• _Short problem_:
Copy out verbatim the stretch of rows below that opens with the line containing "Question. Give the pixel coordinates of a point on the building" and closes with the line containing "x=171, y=238", both lines included.

Point annotation rows:
>> Start

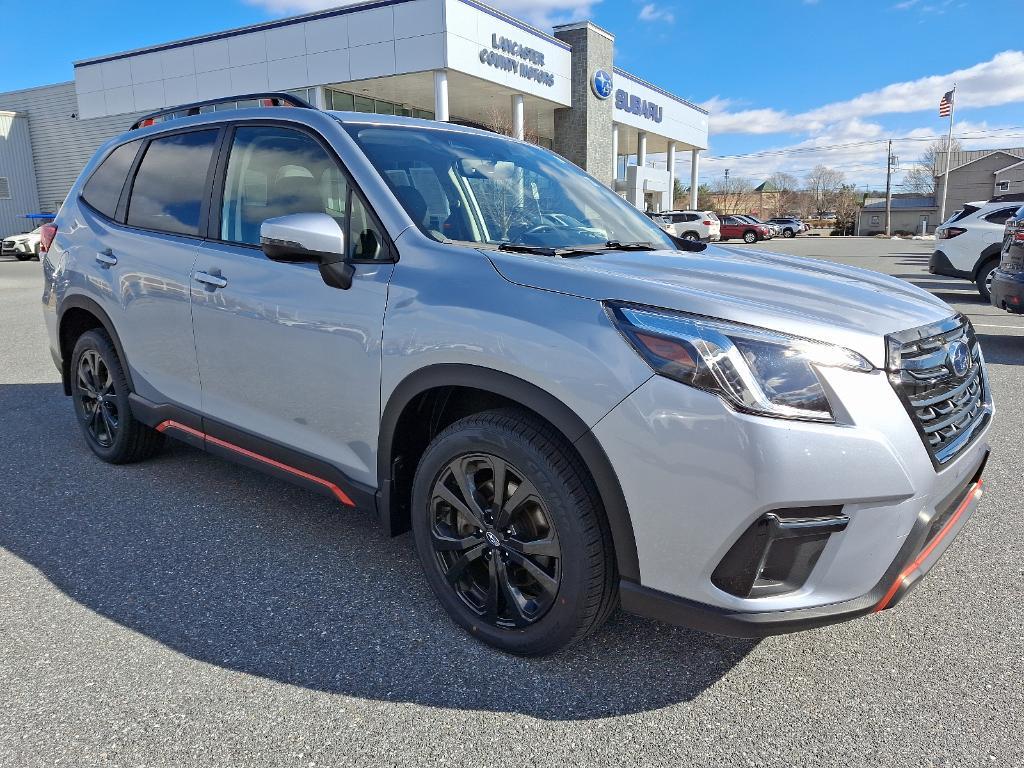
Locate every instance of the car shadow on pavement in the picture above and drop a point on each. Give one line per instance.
(237, 569)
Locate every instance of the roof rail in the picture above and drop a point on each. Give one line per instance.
(1010, 198)
(183, 111)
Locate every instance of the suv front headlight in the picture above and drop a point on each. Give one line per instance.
(752, 369)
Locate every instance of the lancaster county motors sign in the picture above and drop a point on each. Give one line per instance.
(637, 105)
(515, 57)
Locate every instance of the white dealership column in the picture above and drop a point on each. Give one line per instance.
(694, 172)
(440, 95)
(614, 154)
(518, 117)
(671, 162)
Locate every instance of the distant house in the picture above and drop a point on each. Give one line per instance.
(761, 202)
(908, 211)
(980, 174)
(974, 174)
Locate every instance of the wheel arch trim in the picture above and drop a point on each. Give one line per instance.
(534, 397)
(78, 301)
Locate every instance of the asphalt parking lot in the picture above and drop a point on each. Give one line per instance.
(187, 611)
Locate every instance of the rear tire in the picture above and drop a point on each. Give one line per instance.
(476, 566)
(984, 281)
(99, 392)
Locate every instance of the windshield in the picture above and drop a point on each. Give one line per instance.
(488, 189)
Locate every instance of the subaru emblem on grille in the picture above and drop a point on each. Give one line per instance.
(960, 358)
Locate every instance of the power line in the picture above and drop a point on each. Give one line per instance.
(981, 133)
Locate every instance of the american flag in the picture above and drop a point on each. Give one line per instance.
(946, 104)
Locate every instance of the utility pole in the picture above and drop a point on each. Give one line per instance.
(889, 189)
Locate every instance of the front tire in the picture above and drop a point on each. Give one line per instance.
(984, 281)
(511, 534)
(99, 391)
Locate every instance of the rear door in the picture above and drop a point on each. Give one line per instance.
(143, 254)
(288, 361)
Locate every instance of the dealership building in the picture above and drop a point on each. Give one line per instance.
(457, 60)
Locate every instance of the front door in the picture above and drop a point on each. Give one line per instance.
(283, 356)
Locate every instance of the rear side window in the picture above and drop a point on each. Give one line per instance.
(170, 185)
(1000, 216)
(103, 187)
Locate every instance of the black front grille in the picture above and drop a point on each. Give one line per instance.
(945, 396)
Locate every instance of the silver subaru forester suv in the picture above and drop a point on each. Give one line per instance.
(471, 338)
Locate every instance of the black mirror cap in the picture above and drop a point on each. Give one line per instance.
(687, 245)
(338, 273)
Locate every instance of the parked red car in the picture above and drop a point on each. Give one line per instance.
(734, 228)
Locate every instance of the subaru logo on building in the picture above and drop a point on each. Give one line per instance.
(601, 84)
(960, 357)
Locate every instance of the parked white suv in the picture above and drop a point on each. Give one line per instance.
(22, 247)
(968, 244)
(694, 225)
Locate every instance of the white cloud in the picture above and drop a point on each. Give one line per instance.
(651, 12)
(543, 13)
(856, 147)
(997, 81)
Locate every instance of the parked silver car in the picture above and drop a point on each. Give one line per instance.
(387, 310)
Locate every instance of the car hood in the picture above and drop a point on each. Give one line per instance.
(805, 297)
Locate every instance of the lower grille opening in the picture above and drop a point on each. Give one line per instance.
(778, 551)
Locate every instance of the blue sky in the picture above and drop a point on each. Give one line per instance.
(776, 75)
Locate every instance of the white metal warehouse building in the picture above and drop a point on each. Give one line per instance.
(444, 59)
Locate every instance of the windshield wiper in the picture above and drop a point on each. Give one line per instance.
(546, 250)
(639, 246)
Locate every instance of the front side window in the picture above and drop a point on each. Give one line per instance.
(170, 185)
(488, 189)
(102, 190)
(274, 171)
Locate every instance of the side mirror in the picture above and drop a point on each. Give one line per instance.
(312, 238)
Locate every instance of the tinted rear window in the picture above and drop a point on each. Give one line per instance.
(170, 184)
(103, 187)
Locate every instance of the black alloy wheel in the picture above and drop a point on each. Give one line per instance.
(97, 398)
(494, 541)
(511, 532)
(99, 391)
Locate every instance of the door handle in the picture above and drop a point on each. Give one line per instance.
(214, 281)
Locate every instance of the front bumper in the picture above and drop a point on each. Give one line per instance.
(696, 475)
(1008, 291)
(940, 264)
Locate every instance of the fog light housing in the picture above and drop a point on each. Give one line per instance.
(778, 551)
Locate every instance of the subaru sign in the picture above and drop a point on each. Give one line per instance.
(601, 84)
(637, 105)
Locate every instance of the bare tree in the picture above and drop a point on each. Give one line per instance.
(732, 195)
(920, 179)
(824, 185)
(788, 193)
(500, 121)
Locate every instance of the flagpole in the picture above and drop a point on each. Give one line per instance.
(949, 150)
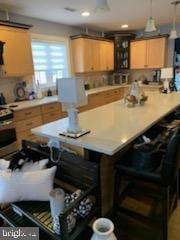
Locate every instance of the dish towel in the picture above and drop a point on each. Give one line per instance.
(1, 52)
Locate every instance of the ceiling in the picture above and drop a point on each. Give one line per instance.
(132, 12)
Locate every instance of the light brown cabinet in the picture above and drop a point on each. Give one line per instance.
(24, 121)
(17, 52)
(27, 119)
(91, 55)
(149, 53)
(106, 56)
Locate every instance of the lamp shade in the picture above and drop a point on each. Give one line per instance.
(102, 5)
(150, 26)
(166, 73)
(173, 34)
(71, 90)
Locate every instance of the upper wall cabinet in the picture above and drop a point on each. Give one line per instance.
(106, 56)
(149, 53)
(91, 55)
(17, 52)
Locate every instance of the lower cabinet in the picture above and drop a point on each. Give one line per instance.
(30, 118)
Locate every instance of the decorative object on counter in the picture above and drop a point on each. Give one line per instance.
(20, 92)
(173, 34)
(71, 91)
(166, 75)
(86, 86)
(38, 91)
(2, 99)
(57, 205)
(49, 92)
(150, 26)
(103, 230)
(156, 76)
(102, 6)
(135, 96)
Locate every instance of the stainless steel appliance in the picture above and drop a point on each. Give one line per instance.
(8, 145)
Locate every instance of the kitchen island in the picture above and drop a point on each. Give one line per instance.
(113, 127)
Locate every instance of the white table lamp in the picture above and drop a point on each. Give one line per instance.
(72, 92)
(166, 75)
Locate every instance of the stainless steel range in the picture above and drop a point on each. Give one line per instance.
(8, 145)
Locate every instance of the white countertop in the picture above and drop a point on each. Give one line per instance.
(114, 125)
(37, 102)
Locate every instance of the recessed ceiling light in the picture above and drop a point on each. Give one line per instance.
(124, 26)
(85, 14)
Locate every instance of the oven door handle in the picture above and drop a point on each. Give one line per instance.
(7, 122)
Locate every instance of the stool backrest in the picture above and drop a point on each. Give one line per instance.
(171, 161)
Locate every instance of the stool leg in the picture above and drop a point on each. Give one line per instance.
(116, 192)
(165, 214)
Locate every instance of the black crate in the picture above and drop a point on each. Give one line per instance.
(73, 172)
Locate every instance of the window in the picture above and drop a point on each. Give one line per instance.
(50, 62)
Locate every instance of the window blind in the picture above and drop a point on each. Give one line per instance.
(50, 62)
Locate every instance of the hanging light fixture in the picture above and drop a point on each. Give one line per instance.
(173, 34)
(102, 6)
(150, 25)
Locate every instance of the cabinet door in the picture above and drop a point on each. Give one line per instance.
(156, 52)
(106, 56)
(17, 52)
(138, 58)
(110, 56)
(103, 58)
(95, 61)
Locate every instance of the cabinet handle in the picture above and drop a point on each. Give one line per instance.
(28, 113)
(29, 124)
(51, 108)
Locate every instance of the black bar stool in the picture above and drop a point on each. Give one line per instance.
(160, 186)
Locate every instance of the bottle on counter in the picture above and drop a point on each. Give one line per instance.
(49, 92)
(38, 91)
(2, 99)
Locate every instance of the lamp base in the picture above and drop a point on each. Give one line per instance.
(74, 135)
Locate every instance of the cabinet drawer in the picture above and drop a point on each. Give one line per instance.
(51, 107)
(28, 123)
(27, 113)
(51, 116)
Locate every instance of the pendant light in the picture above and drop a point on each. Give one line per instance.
(102, 6)
(150, 25)
(173, 34)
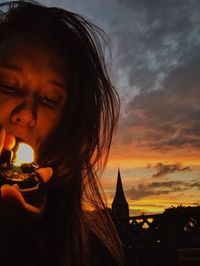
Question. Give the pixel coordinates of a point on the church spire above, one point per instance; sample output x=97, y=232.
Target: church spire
x=120, y=205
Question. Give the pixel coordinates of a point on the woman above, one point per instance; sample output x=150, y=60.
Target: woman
x=55, y=95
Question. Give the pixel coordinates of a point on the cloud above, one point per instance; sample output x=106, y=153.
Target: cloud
x=160, y=188
x=167, y=118
x=165, y=169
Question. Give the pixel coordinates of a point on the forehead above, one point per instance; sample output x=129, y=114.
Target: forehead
x=22, y=47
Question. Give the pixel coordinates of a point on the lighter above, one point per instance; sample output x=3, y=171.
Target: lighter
x=19, y=169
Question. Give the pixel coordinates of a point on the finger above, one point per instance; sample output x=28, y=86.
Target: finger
x=2, y=137
x=14, y=201
x=45, y=173
x=9, y=142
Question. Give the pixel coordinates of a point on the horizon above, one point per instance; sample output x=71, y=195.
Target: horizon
x=154, y=66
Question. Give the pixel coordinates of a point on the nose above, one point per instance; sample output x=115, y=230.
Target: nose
x=23, y=116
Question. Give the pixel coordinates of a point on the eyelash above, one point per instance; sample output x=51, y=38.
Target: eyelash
x=49, y=102
x=15, y=90
x=9, y=89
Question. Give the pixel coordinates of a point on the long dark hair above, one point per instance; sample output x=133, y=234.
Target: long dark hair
x=79, y=147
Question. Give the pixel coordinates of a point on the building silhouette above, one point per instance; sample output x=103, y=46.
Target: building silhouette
x=171, y=238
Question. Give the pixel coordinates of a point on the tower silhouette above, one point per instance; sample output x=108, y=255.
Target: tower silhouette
x=120, y=211
x=120, y=208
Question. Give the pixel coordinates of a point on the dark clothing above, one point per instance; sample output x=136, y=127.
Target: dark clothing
x=100, y=256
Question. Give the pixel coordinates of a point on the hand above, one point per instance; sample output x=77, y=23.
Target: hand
x=13, y=205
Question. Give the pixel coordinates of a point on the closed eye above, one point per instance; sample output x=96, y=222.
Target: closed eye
x=9, y=89
x=50, y=102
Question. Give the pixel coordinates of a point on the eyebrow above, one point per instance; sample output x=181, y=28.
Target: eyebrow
x=58, y=84
x=10, y=67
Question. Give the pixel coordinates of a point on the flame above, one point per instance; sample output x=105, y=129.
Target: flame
x=24, y=154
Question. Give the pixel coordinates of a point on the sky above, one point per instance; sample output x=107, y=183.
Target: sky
x=155, y=67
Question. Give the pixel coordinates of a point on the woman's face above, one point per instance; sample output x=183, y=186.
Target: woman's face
x=32, y=90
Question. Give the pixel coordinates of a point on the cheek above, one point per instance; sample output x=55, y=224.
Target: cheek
x=47, y=122
x=6, y=109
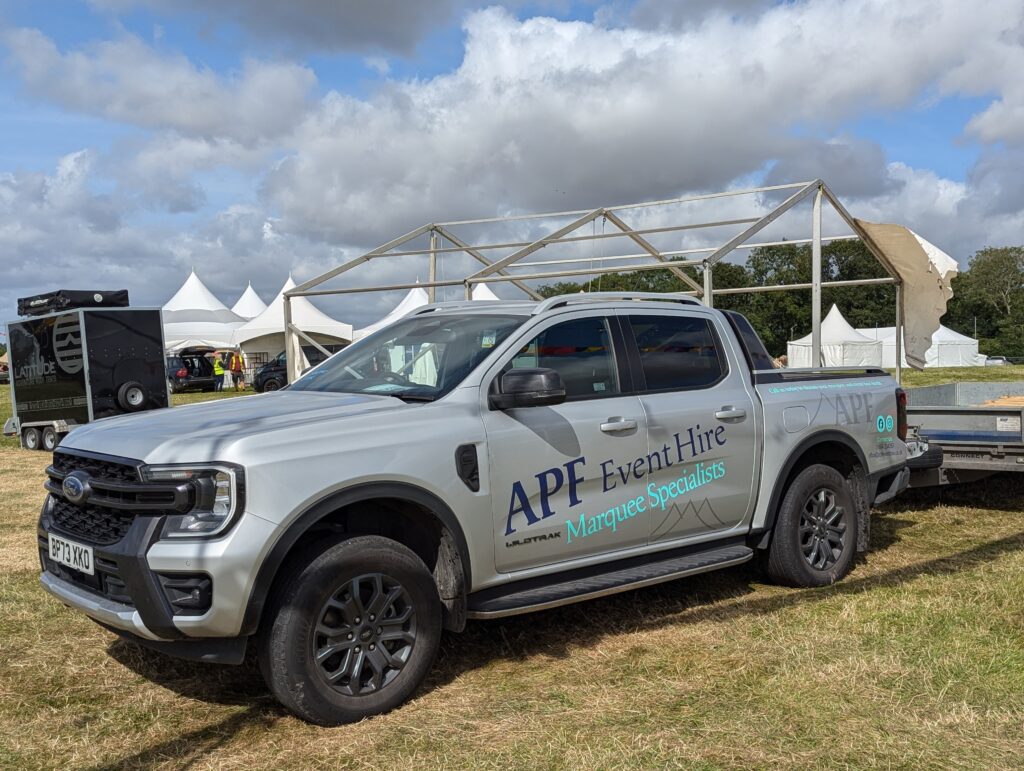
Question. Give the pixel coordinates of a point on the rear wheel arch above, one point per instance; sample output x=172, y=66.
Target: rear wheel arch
x=413, y=517
x=828, y=447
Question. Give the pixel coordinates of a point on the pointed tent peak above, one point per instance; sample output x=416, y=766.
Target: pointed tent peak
x=835, y=327
x=194, y=295
x=482, y=292
x=250, y=304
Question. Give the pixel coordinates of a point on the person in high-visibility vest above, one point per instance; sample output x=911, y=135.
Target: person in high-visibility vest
x=235, y=365
x=218, y=374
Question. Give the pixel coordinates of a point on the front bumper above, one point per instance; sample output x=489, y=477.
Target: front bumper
x=129, y=592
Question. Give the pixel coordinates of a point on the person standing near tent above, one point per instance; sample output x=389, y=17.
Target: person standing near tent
x=218, y=374
x=235, y=365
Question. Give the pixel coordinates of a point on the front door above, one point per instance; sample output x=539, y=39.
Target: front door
x=561, y=477
x=702, y=429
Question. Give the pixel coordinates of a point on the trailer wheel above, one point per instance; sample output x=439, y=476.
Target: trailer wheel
x=131, y=396
x=31, y=438
x=50, y=438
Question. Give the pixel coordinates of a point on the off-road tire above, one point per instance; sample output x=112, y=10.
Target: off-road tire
x=790, y=560
x=32, y=439
x=291, y=632
x=132, y=396
x=50, y=439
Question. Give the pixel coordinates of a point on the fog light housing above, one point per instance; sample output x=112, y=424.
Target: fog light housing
x=187, y=594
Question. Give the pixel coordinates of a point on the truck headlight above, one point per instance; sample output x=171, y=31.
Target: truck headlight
x=218, y=498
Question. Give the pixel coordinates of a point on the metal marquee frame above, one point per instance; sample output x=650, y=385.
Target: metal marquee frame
x=503, y=268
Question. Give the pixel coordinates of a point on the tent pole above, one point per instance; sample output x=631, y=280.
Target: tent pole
x=293, y=368
x=899, y=334
x=816, y=281
x=432, y=290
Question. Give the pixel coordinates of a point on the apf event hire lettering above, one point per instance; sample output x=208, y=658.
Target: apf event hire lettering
x=687, y=445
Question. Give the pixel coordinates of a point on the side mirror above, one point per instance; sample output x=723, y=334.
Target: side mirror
x=528, y=387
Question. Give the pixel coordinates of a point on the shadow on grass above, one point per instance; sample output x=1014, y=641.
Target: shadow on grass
x=194, y=746
x=719, y=596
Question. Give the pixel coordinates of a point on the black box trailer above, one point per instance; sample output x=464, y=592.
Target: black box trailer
x=72, y=367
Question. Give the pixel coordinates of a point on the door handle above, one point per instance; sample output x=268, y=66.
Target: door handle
x=613, y=425
x=729, y=413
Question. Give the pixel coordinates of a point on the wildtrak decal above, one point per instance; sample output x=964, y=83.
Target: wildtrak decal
x=686, y=445
x=532, y=539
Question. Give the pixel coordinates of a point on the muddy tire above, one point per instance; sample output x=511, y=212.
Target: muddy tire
x=815, y=534
x=352, y=633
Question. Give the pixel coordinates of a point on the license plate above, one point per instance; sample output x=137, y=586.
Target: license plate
x=75, y=556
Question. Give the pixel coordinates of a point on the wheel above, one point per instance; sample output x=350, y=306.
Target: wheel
x=131, y=396
x=352, y=633
x=31, y=438
x=50, y=438
x=815, y=533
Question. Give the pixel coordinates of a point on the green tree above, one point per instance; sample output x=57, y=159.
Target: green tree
x=997, y=277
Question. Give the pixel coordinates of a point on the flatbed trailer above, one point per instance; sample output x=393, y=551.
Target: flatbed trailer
x=978, y=427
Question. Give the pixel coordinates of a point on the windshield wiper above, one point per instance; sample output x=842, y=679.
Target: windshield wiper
x=412, y=396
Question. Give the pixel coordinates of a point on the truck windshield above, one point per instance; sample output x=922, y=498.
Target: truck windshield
x=418, y=359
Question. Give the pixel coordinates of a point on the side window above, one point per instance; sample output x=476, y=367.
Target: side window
x=580, y=351
x=677, y=352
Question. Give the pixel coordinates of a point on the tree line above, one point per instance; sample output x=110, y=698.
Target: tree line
x=988, y=296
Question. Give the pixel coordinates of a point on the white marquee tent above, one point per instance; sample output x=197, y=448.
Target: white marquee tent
x=263, y=337
x=415, y=298
x=195, y=316
x=948, y=348
x=841, y=345
x=249, y=305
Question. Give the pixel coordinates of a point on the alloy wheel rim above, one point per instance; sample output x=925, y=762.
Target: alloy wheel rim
x=822, y=529
x=365, y=635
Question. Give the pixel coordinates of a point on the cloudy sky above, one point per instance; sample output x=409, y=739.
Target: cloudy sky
x=253, y=137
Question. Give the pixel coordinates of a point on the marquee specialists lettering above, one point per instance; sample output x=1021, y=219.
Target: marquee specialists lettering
x=686, y=445
x=658, y=497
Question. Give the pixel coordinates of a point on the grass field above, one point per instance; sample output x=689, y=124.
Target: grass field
x=916, y=659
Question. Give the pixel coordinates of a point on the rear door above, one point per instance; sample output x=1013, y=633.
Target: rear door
x=562, y=477
x=704, y=433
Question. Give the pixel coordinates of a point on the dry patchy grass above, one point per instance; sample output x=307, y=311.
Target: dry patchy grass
x=915, y=659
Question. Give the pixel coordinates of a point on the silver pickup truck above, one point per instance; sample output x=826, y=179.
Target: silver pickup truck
x=471, y=461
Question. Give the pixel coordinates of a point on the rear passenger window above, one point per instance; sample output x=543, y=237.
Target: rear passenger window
x=580, y=351
x=677, y=352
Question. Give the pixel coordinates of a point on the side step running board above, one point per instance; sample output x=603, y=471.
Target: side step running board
x=576, y=586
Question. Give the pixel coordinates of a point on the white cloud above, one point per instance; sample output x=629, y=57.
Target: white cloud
x=129, y=82
x=540, y=115
x=543, y=114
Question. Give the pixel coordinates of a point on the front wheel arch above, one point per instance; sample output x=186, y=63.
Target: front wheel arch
x=327, y=519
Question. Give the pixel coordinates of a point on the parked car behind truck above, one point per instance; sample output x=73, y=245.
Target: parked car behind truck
x=471, y=461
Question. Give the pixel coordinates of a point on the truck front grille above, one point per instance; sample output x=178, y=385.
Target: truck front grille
x=65, y=463
x=94, y=524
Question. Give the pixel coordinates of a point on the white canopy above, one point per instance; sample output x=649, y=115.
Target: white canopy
x=948, y=348
x=482, y=292
x=265, y=333
x=841, y=345
x=249, y=305
x=927, y=273
x=195, y=316
x=416, y=298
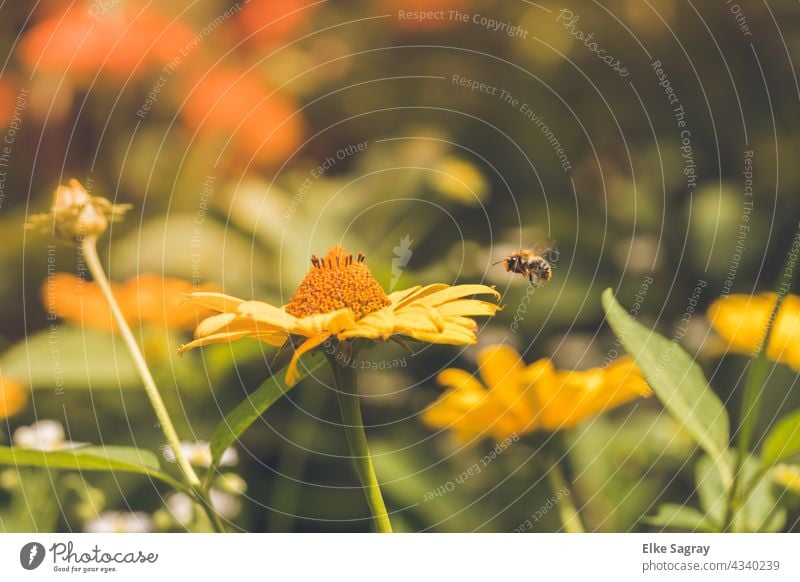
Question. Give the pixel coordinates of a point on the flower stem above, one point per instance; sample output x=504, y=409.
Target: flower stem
x=89, y=249
x=570, y=518
x=753, y=391
x=354, y=430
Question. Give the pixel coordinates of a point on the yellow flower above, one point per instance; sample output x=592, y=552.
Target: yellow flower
x=13, y=397
x=516, y=399
x=788, y=476
x=340, y=298
x=742, y=319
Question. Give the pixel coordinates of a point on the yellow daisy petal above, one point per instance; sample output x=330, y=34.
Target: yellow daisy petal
x=216, y=301
x=292, y=373
x=521, y=399
x=339, y=297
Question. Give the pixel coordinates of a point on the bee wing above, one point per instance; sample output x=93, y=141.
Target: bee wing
x=543, y=246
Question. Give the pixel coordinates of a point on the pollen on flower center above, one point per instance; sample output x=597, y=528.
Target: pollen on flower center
x=337, y=281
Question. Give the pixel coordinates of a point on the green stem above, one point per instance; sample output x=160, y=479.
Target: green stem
x=751, y=399
x=89, y=249
x=354, y=430
x=570, y=518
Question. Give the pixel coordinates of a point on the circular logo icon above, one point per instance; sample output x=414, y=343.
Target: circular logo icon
x=31, y=555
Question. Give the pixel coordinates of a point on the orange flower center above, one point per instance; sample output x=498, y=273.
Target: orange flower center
x=337, y=281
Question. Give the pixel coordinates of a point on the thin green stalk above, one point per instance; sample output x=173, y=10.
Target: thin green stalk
x=751, y=399
x=354, y=430
x=89, y=249
x=570, y=518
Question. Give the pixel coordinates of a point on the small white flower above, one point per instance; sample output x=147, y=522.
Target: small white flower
x=199, y=454
x=44, y=435
x=182, y=507
x=121, y=522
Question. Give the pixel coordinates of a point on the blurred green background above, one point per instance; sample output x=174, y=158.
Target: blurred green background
x=234, y=130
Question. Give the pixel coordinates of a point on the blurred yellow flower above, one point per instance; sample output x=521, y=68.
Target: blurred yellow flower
x=788, y=476
x=146, y=299
x=519, y=399
x=76, y=214
x=742, y=319
x=13, y=397
x=340, y=298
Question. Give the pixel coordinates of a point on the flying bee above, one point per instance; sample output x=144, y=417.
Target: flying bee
x=531, y=263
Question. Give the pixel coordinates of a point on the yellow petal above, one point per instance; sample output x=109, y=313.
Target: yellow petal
x=398, y=296
x=218, y=338
x=502, y=371
x=379, y=324
x=332, y=322
x=468, y=307
x=216, y=301
x=292, y=373
x=457, y=292
x=214, y=324
x=13, y=397
x=419, y=294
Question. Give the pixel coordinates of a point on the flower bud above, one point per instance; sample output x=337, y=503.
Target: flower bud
x=76, y=214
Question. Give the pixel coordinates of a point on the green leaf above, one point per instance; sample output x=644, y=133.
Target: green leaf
x=252, y=407
x=128, y=459
x=675, y=516
x=783, y=441
x=677, y=381
x=711, y=490
x=71, y=358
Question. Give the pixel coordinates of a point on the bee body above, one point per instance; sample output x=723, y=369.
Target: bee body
x=531, y=263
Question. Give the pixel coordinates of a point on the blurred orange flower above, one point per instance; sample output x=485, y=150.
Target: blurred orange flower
x=6, y=103
x=432, y=9
x=119, y=41
x=146, y=299
x=270, y=23
x=13, y=397
x=265, y=124
x=516, y=399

>> End

• _Result of the exercise_:
Question. Give the pixel coordinates of a point on the building silhouette above, one point per instance; sample output x=103, y=46.
Target: building silhouette
x=171, y=238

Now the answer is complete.